### STATED GOAL
Copy the following items verbatim, reproducing every line.

### Dataset entries
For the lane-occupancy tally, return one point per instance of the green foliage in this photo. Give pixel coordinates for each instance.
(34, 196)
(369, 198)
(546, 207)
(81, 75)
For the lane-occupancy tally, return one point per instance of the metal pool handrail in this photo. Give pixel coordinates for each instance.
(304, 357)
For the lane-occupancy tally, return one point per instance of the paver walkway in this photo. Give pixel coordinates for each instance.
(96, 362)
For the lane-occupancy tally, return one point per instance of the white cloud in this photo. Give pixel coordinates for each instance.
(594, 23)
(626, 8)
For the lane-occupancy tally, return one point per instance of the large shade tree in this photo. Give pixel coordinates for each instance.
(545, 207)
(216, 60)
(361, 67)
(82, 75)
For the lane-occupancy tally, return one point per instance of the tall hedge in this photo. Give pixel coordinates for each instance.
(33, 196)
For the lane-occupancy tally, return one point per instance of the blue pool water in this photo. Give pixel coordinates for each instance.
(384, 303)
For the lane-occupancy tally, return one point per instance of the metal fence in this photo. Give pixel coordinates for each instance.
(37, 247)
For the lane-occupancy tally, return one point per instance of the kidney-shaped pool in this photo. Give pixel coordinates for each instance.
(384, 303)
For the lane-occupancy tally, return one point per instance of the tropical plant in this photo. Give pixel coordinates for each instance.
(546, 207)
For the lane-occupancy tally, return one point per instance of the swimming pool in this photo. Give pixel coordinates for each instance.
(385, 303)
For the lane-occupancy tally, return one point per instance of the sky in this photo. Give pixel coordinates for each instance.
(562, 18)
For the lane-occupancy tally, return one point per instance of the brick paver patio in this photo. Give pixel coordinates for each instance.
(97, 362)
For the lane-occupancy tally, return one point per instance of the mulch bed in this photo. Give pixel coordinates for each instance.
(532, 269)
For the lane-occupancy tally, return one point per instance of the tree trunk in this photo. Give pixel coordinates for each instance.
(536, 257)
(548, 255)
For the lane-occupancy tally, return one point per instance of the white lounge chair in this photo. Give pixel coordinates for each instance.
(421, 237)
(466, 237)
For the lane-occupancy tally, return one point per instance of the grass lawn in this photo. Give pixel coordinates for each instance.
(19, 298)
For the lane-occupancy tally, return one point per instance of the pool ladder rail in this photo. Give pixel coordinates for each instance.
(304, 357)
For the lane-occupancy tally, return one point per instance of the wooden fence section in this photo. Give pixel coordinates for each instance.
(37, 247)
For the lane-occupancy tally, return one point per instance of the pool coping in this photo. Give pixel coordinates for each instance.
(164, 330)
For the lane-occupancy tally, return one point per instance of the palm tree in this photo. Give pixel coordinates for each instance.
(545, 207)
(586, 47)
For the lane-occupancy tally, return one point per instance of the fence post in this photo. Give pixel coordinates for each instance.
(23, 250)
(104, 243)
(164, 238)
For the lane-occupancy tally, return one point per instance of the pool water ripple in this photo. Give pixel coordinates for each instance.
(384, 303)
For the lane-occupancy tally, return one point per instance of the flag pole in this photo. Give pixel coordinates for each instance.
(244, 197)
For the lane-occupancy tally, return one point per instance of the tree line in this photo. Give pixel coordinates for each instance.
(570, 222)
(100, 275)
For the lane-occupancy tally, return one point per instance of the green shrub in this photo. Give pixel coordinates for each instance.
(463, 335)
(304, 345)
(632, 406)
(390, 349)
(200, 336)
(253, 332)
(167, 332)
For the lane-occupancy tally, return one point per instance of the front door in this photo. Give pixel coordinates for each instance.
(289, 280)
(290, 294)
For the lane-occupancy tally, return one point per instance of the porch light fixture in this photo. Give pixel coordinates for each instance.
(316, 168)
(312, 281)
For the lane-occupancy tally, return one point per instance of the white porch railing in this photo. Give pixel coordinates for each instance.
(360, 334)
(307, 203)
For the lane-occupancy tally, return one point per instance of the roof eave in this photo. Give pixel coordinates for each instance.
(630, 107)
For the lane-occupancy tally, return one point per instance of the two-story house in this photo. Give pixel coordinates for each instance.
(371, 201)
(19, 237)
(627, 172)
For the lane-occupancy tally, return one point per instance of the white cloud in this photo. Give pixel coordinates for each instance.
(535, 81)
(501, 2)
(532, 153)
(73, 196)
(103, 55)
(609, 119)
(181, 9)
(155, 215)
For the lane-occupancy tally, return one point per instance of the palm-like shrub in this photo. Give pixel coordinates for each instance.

### EXERCISE RESULT
For the lane-occupancy tally, return one point per instance of the green foliage in this photo. Give pixel coordinates for each instance.
(34, 196)
(369, 198)
(546, 207)
(81, 75)
For the lane-occupancy tally, return one point per instance of the metal pool handrail in this photo. Give pixel coordinates for each instance.
(304, 357)
For the lane-occupancy tally, return one point per instance of the paver walkway in this photo. Give pixel coordinates for each instance.
(96, 362)
For the lane-occupancy tally, return one point per instance of the white cloud in this photo. Give pixel coordinates for each instance.
(594, 23)
(626, 8)
For the lane-occupancy tally, return one point per instance of the large shade tree in this photo. Give pixel coordinates for each instance.
(545, 207)
(216, 60)
(361, 67)
(82, 75)
For the lane-occupancy tally, return one point per instance of the tall hedge in this photo. Give pixel coordinates for each instance.
(33, 196)
For the lane-occupancy tally, return one point per instance of the blue pool water in this photo. Give pixel coordinates for each instance.
(384, 303)
For the lane-occupancy tally, return one point per instance of the metal fence in this photo. Give pixel coordinates for each instance.
(37, 247)
For the lane-occupancy tally, return one point per instance of the kidney-shaped pool in this photo. Give pixel coordinates for each instance.
(384, 303)
For the lane-occupancy tally, return one point per instance of the tropical plant in this photo. Give pixel coordinates for each instance.
(546, 207)
For the lane-occupancy tally, return one point per instance of the swimming pool in this photo. Give pixel coordinates for each instance.
(385, 303)
For the lane-occupancy tally, return one point per instance of the sky in this photo. Give pixel coordinates for each instance.
(562, 18)
For the lane-occupancy tally, return one point per instance of the brick paver patio in this photo. Give pixel coordinates for each instance.
(97, 362)
For the lane-occupancy tally, return one point per instance of the mulch bed in this photo. Give pixel coordinates for each instance.
(532, 269)
For the lane-occupancy tally, return one point per instance of the tree trunk in this photo. Give pixel coordinates for each instance.
(536, 257)
(548, 255)
For the lane-occupancy tally, return one point per instance of the white lounge chair in this photo. Give pixel coordinates for each instance.
(421, 237)
(466, 237)
For the lane-occupancy tally, return one point per instance of the grass lawn in this photo. Give pixel coordinates for each instance.
(19, 298)
For the lane-occupancy tally, return one point per instance of the pool ladder rail in this photo. Give pixel coordinates for each instance.
(304, 357)
For the lane-occupancy tally, return one point per instance of the wooden fence section in this photo. Give pixel coordinates for each instance.
(37, 247)
For the lane-occupancy tally, return one point per instance of the pool coping in this photo. Give pixel coordinates for each instance.
(164, 330)
For the lane-occupancy tally, return one point per instance of the palm tree in this photo. Give pixel coordinates for each instance.
(545, 207)
(586, 47)
For the lane-occupancy tally, return one point per instance of the fence post in this photo. Give pixel coordinates for each instance.
(23, 250)
(104, 243)
(164, 238)
For the lane-occupancy tally, return one point per instance of the pool water ripple in this photo. Give pixel coordinates for each instance.
(384, 303)
For the lane-occupancy tally, return one point per instance of the flag pole in this photo. Give pixel coordinates for each instance.
(244, 197)
For the lane-occupancy tally, return one point per instance of the tree line in this photo. Give pixel coordinates for each instance.
(570, 222)
(100, 275)
For the lane-occupancy tally, return one point per instance of the green shrub in this photo. Give pixel coordinates for each instance.
(463, 335)
(304, 345)
(632, 406)
(390, 349)
(200, 336)
(253, 332)
(167, 332)
For the lane-occupancy tally, return one point per instance of the front door in this photo. Give pixel coordinates for each instance.
(289, 280)
(290, 294)
For the lane-occupancy tally, return one point per instance of the porch light fixture in this photo. Give pixel coordinates for each instance.
(316, 168)
(312, 281)
For the lane-occupancy tally, return one point per instance of the white porch railing in this photo. Give pixel coordinates for each instance.
(360, 334)
(307, 203)
For the lane-occupancy tally, return one point per instance of the roof eave in this photo. Give pixel coordinates for each instance.
(630, 107)
For the lane-occupancy tally, return one point per instance of the two-story house in this photo. Give pixel coordinates for each instance.
(371, 201)
(19, 237)
(627, 172)
For the lane-occupancy tally, return one point per instance of the white cloud in this photo. Give pixel coordinates for each instance.
(535, 81)
(501, 2)
(532, 153)
(73, 196)
(103, 55)
(609, 119)
(181, 9)
(155, 215)
For the lane-occupancy tally, return one point per instance of the palm-like shrub in this photo. Give pixel coordinates for each instance.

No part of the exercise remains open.